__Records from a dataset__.
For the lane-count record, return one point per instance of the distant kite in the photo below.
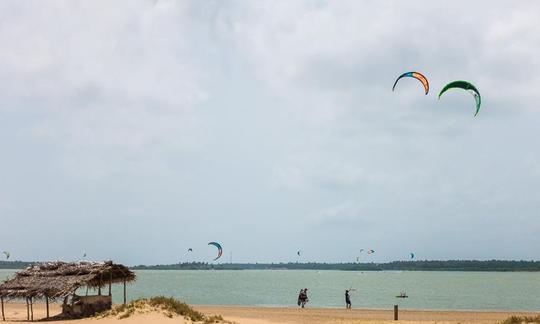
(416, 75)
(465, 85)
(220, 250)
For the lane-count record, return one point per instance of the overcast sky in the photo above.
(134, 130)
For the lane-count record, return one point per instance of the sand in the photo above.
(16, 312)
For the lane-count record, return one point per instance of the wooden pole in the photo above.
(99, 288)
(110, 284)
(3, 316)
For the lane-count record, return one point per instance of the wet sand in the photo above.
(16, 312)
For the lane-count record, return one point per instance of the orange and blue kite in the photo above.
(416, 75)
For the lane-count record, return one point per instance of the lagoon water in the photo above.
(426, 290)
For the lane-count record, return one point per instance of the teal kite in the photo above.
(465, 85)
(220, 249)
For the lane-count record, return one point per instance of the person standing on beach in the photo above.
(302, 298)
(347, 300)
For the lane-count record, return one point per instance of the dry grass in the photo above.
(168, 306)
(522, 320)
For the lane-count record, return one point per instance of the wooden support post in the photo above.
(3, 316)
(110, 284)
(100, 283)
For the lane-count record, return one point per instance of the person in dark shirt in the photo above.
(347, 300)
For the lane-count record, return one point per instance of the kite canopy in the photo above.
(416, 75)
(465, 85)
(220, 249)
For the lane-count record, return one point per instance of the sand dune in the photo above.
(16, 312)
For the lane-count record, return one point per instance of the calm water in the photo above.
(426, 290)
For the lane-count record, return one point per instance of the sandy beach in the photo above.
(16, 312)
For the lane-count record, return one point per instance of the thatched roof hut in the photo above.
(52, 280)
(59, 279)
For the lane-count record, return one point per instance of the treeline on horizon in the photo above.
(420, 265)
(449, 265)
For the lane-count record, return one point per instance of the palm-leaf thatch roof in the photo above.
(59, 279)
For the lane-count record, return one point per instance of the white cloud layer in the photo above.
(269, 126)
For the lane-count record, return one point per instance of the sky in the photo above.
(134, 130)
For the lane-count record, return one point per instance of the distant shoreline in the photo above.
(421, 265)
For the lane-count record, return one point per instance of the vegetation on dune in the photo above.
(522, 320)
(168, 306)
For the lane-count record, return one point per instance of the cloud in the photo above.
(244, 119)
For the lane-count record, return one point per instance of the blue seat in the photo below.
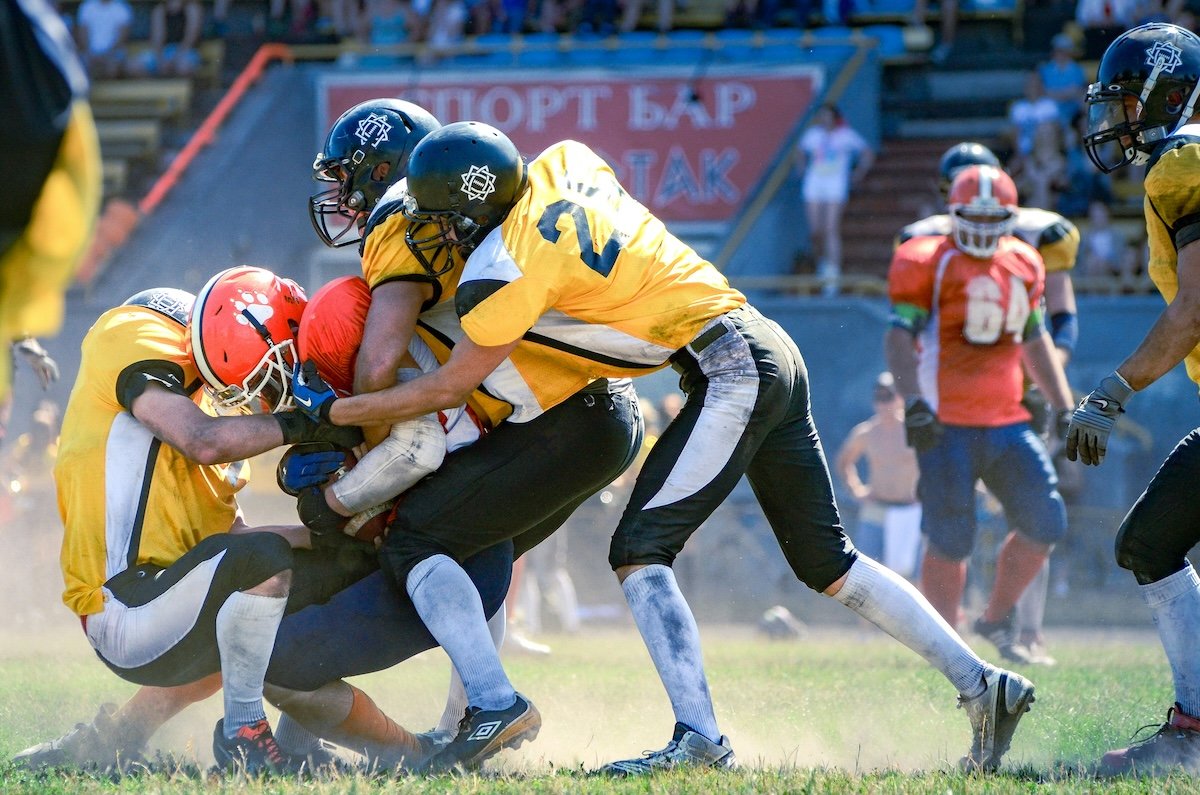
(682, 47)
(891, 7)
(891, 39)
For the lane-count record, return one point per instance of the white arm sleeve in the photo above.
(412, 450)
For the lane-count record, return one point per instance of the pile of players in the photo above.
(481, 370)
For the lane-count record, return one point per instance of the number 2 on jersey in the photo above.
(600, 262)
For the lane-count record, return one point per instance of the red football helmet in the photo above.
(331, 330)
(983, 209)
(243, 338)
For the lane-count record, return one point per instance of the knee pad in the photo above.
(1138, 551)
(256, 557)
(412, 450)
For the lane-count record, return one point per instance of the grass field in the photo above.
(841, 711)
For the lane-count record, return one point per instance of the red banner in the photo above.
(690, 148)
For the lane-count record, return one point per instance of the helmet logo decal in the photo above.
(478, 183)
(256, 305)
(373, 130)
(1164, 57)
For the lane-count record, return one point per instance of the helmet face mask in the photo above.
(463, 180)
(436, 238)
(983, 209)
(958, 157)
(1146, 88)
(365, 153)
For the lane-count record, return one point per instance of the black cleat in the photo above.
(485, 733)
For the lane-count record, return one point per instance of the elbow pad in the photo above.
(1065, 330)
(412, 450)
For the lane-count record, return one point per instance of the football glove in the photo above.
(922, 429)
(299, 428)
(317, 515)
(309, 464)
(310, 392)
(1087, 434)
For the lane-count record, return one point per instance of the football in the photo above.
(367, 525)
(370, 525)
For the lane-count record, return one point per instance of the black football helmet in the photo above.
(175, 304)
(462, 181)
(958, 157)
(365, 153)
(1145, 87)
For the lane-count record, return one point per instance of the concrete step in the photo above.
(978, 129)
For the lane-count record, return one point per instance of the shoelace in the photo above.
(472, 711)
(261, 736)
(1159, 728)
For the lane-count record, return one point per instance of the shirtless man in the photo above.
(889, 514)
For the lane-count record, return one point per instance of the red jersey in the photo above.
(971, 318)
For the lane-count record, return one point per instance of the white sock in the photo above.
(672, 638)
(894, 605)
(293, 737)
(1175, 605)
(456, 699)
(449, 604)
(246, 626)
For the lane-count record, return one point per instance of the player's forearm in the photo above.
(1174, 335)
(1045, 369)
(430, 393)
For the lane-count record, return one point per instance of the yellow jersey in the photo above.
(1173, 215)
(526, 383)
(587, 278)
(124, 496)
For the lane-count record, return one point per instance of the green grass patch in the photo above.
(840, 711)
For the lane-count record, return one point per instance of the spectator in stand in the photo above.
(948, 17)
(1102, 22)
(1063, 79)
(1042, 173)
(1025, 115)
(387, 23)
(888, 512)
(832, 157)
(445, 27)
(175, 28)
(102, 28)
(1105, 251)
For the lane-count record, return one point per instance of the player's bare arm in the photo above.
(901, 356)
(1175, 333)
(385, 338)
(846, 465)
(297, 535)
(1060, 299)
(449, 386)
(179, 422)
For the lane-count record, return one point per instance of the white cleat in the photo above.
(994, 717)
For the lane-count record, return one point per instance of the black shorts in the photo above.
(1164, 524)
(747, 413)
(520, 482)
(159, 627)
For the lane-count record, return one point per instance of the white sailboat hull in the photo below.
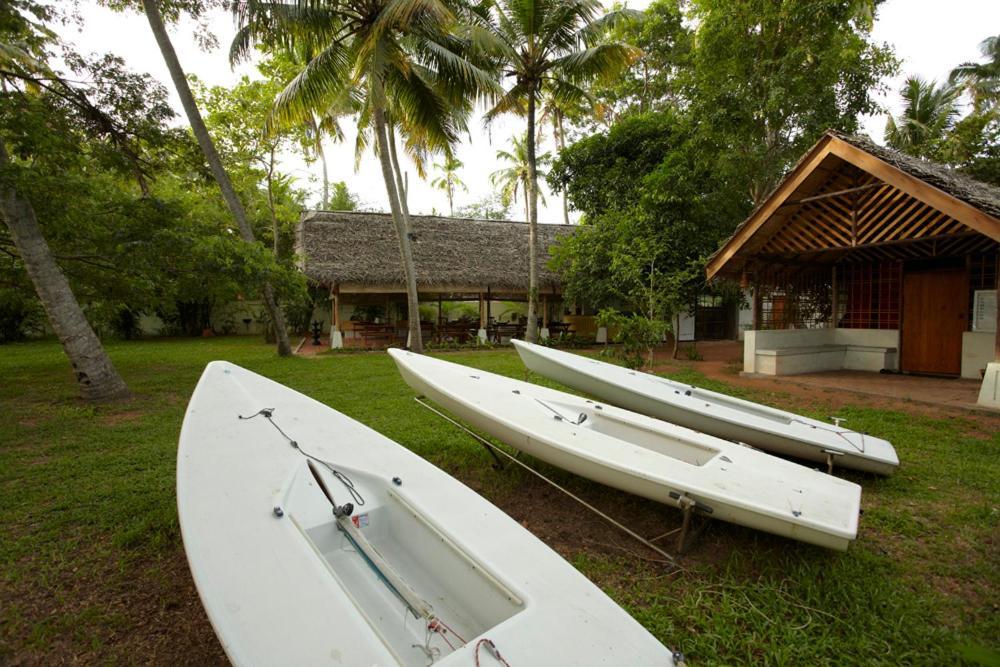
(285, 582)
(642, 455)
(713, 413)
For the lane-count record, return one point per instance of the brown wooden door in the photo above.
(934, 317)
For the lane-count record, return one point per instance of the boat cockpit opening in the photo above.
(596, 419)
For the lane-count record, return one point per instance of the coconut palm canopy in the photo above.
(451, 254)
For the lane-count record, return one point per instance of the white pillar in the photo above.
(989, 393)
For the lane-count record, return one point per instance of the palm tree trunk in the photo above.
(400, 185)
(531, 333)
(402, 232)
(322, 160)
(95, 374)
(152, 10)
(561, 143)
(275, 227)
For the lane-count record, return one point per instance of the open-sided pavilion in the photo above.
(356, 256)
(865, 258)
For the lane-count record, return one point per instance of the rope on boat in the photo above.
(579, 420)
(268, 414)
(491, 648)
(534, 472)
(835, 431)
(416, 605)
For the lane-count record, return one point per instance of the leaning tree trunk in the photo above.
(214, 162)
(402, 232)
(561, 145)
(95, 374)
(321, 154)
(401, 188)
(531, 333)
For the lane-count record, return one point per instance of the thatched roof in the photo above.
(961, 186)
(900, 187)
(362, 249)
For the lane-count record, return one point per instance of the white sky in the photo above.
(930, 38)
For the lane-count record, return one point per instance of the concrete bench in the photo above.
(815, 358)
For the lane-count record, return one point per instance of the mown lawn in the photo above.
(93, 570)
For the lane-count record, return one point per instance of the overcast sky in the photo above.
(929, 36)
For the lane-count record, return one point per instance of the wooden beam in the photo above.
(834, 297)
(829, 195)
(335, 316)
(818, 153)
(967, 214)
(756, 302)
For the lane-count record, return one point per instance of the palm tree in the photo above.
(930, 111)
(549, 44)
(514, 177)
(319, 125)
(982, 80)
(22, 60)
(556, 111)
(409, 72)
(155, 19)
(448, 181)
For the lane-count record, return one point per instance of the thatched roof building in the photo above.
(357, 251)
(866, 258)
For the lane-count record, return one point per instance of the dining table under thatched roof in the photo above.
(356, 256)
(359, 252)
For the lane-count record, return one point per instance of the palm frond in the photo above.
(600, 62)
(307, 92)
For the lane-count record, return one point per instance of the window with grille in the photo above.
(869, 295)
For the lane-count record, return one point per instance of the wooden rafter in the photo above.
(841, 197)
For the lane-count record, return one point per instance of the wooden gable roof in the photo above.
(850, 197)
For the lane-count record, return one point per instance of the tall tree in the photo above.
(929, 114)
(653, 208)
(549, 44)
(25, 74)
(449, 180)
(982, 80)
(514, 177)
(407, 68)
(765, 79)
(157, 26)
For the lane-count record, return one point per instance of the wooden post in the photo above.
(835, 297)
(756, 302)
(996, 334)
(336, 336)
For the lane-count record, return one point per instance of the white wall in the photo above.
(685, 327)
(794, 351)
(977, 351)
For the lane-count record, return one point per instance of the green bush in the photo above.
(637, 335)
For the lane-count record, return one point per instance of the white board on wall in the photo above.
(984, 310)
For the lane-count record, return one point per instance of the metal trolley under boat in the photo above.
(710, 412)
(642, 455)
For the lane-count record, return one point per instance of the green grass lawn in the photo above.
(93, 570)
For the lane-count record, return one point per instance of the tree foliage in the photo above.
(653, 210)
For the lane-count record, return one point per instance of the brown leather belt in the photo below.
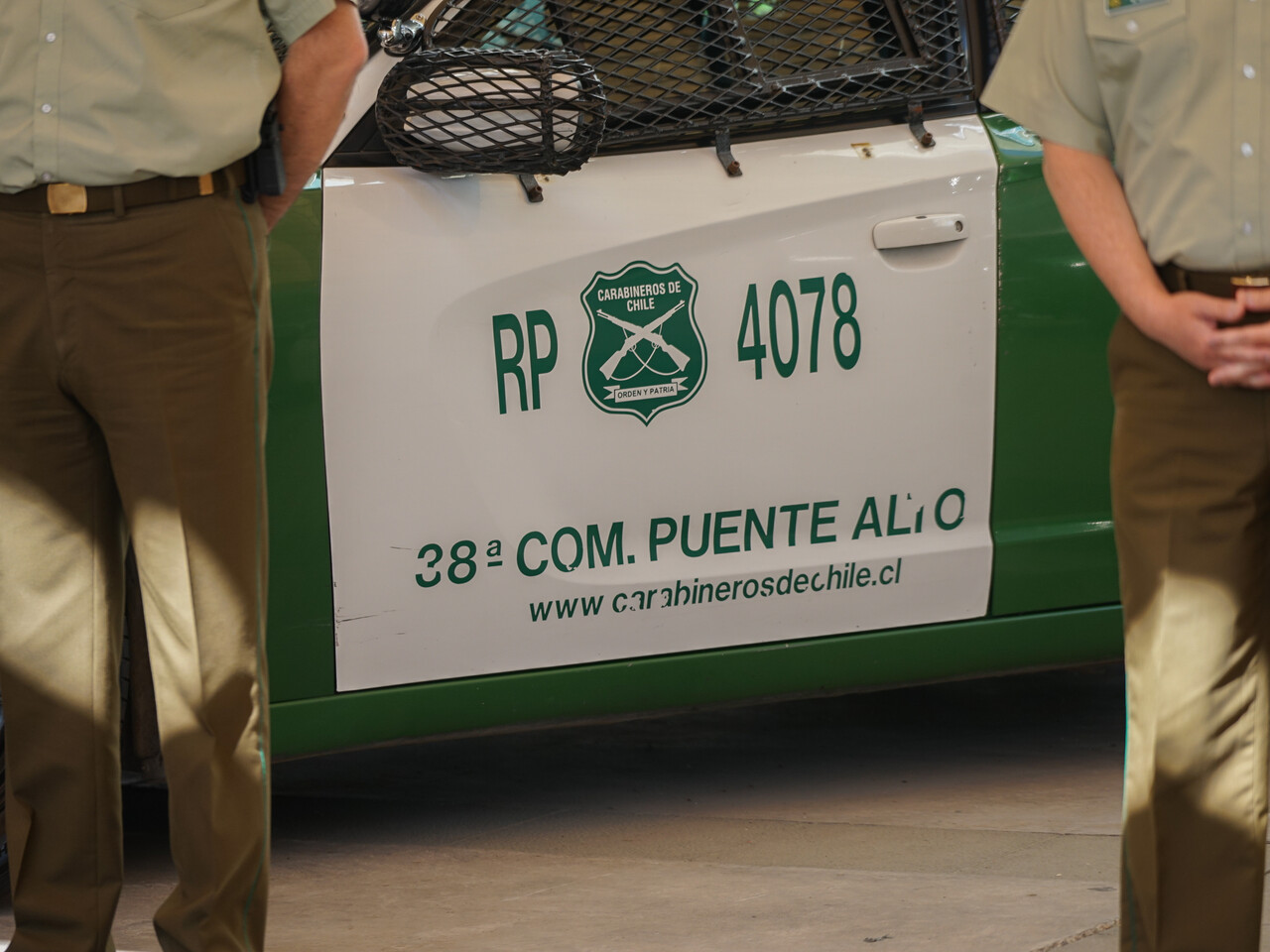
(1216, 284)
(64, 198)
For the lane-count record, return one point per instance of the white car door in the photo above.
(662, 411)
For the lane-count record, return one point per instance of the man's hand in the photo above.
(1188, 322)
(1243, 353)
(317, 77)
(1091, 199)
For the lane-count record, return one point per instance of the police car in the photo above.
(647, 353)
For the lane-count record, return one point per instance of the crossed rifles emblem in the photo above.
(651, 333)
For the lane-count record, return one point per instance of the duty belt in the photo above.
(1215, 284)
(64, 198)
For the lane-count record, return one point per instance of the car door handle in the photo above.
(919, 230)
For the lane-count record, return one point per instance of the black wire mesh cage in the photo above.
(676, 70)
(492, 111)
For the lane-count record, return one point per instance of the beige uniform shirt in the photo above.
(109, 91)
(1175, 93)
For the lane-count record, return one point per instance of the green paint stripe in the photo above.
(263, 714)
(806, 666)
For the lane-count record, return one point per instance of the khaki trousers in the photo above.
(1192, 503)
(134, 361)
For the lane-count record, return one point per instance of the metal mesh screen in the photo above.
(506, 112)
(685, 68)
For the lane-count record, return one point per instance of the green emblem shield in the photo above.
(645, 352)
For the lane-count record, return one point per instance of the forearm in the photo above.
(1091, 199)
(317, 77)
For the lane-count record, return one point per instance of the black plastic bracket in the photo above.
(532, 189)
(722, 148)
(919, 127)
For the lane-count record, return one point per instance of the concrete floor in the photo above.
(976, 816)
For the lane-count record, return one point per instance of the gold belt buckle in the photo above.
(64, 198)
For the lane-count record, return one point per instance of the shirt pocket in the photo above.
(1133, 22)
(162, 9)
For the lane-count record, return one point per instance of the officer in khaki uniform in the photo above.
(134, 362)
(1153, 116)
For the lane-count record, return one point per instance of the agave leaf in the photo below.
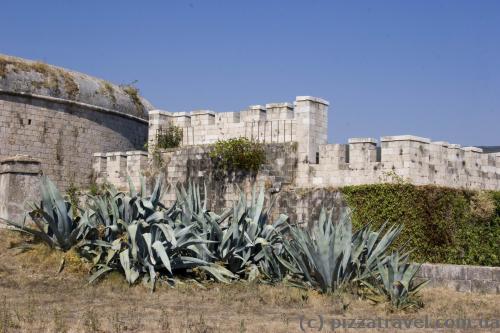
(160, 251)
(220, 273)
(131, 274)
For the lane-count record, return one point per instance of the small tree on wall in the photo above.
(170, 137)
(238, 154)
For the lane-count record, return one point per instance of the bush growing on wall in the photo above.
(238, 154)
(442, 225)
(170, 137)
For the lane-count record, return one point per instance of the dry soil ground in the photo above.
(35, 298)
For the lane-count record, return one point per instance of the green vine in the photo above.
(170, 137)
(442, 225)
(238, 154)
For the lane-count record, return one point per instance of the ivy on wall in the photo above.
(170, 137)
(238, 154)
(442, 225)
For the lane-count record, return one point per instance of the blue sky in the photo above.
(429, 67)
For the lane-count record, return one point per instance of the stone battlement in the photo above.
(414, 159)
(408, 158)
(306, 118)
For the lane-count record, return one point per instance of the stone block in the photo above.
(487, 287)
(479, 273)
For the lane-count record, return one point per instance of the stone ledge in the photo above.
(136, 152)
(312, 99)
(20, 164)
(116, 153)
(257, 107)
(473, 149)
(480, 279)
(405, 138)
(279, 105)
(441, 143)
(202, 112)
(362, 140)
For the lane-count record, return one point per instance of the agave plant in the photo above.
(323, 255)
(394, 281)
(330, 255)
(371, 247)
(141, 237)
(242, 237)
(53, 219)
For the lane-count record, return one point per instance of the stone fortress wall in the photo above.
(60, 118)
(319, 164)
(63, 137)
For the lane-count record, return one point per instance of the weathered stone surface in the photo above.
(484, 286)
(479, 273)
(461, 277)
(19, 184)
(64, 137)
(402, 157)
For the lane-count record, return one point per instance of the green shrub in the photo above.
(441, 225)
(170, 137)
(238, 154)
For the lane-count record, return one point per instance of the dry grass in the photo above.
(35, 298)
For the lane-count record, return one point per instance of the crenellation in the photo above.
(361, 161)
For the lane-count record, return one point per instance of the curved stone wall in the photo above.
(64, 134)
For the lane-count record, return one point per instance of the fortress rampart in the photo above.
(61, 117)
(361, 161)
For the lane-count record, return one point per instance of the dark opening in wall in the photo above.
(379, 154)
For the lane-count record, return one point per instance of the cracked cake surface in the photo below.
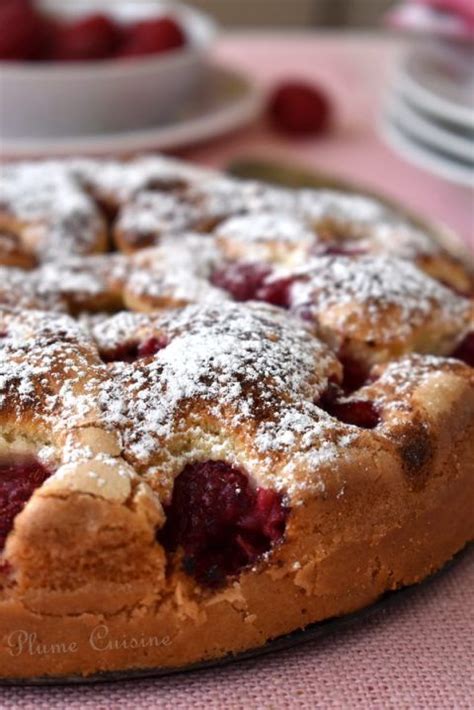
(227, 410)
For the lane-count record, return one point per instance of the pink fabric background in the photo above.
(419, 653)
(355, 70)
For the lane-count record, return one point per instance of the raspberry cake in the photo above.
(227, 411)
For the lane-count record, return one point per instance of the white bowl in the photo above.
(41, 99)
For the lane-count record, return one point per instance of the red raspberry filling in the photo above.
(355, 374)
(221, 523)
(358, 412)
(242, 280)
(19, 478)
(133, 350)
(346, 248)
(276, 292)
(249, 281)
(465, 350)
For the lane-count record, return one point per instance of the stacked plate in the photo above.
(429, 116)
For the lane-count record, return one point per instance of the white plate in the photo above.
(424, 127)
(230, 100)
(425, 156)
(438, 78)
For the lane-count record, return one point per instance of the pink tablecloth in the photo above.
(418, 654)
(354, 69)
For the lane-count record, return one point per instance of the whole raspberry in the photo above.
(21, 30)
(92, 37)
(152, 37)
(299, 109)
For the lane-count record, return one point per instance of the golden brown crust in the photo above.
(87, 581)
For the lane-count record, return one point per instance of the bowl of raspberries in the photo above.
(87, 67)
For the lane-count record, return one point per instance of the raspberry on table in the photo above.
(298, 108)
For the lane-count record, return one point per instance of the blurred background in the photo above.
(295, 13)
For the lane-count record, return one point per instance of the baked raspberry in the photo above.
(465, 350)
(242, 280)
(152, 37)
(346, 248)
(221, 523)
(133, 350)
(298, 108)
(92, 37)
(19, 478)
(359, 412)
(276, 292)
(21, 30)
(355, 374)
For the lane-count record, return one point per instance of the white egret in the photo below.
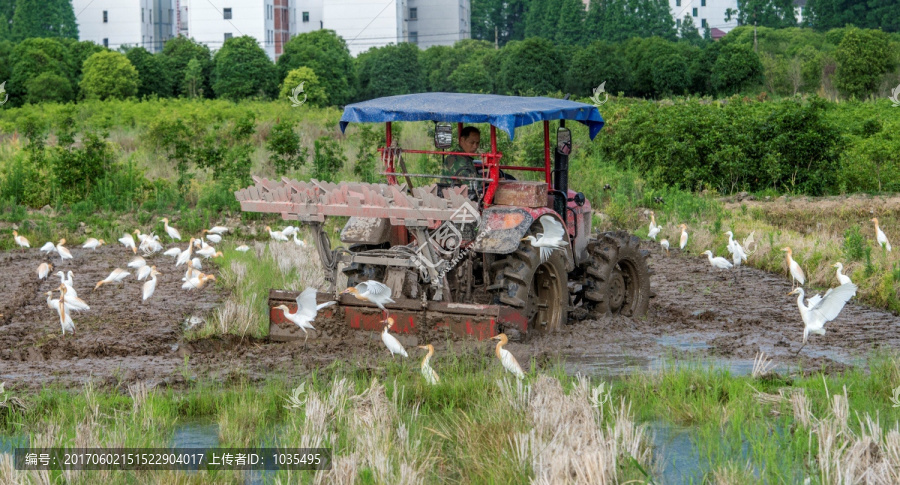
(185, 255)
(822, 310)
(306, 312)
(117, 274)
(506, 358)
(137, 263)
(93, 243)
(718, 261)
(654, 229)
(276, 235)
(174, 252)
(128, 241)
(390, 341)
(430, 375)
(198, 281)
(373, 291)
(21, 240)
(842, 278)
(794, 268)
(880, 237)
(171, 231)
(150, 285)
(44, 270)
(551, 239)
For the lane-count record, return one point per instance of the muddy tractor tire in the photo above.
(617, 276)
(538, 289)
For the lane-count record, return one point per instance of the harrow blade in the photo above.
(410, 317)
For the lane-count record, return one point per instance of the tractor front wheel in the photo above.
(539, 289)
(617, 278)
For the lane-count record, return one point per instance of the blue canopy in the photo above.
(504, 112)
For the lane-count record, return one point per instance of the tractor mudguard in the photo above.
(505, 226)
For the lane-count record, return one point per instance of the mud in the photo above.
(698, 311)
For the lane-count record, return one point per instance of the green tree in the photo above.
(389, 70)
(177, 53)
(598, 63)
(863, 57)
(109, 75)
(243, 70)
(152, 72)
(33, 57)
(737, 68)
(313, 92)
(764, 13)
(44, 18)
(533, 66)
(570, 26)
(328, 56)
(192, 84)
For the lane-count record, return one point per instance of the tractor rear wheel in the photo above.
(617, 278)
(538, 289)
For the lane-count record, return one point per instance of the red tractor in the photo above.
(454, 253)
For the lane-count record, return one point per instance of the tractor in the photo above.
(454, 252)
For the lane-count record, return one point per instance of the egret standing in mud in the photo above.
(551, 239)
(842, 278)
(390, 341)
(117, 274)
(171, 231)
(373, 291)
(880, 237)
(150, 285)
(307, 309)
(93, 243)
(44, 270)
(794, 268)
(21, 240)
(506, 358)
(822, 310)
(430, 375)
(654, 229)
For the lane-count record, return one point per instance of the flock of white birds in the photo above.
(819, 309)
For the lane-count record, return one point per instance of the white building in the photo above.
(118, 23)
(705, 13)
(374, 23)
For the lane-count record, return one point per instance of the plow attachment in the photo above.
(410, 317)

__What is required__.
Write out once more the lines above beginning at the line with "in mud in the photo above."; continue through the final line and stop there.

__Finished answer__.
For the lane-count record, return one point per instance of the egret standing in mud in the photo above.
(551, 239)
(842, 278)
(390, 341)
(117, 274)
(171, 231)
(373, 291)
(880, 237)
(150, 285)
(307, 309)
(93, 243)
(44, 270)
(794, 268)
(21, 240)
(506, 358)
(822, 310)
(430, 375)
(654, 229)
For the lane-count record, return one point per instance of the flock of white birds in the photo above.
(819, 309)
For the lane-count record, return one point per instance of the white building in the photo above.
(118, 23)
(705, 13)
(374, 23)
For the lane-count record, return one point per instance of the plow attachment in the photo above.
(410, 317)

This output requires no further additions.